======== Records supplied ========

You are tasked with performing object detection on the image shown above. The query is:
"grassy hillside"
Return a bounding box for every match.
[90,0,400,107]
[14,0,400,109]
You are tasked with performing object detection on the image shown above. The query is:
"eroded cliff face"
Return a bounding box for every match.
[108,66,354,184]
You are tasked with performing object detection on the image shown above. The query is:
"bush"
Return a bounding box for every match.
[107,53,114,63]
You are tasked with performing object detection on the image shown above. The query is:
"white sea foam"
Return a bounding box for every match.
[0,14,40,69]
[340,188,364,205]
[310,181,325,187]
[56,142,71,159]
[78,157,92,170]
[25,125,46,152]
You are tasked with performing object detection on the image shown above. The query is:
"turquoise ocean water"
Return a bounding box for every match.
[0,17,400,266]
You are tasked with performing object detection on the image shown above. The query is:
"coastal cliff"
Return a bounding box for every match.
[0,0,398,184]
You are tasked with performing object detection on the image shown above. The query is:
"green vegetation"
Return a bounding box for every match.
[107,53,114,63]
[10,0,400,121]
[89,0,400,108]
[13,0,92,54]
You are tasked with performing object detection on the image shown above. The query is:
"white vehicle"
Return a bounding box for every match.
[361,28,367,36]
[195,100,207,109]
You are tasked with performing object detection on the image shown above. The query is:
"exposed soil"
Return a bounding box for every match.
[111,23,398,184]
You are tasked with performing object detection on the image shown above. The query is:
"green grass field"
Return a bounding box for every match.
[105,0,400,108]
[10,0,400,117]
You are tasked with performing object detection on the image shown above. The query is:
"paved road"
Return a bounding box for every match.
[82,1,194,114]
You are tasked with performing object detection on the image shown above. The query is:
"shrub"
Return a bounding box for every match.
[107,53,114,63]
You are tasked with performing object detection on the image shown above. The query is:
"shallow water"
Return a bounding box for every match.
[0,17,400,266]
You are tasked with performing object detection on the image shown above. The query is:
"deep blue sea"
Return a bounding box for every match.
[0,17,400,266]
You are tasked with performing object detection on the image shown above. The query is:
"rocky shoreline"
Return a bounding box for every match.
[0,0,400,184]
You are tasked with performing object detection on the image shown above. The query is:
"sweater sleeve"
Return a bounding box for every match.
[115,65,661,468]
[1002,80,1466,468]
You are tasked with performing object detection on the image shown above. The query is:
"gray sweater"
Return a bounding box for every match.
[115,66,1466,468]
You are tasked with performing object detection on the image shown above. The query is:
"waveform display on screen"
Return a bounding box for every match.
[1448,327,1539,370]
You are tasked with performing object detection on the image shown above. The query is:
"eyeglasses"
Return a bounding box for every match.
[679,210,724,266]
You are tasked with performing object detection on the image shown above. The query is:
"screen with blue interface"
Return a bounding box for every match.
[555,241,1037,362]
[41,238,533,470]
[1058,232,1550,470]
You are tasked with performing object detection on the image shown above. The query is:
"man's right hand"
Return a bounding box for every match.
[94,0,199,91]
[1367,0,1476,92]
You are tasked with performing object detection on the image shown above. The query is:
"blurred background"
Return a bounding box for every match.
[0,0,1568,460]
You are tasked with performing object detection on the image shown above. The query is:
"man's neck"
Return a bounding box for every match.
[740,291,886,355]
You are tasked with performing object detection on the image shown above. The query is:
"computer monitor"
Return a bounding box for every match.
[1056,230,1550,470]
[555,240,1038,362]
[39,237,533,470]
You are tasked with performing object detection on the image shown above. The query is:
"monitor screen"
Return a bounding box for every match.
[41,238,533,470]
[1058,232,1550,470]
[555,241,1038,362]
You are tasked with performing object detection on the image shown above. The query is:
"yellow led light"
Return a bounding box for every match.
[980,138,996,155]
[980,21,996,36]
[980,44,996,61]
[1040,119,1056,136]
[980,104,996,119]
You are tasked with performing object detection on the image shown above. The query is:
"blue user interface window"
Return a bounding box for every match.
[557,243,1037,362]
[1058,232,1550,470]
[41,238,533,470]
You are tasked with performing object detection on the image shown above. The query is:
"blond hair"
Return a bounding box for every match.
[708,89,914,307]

========

◆ **Directions**
Count the lines of the records that contain the string "blue", treating case as significant, and reply with that number alone.

◆ **Answer in full**
3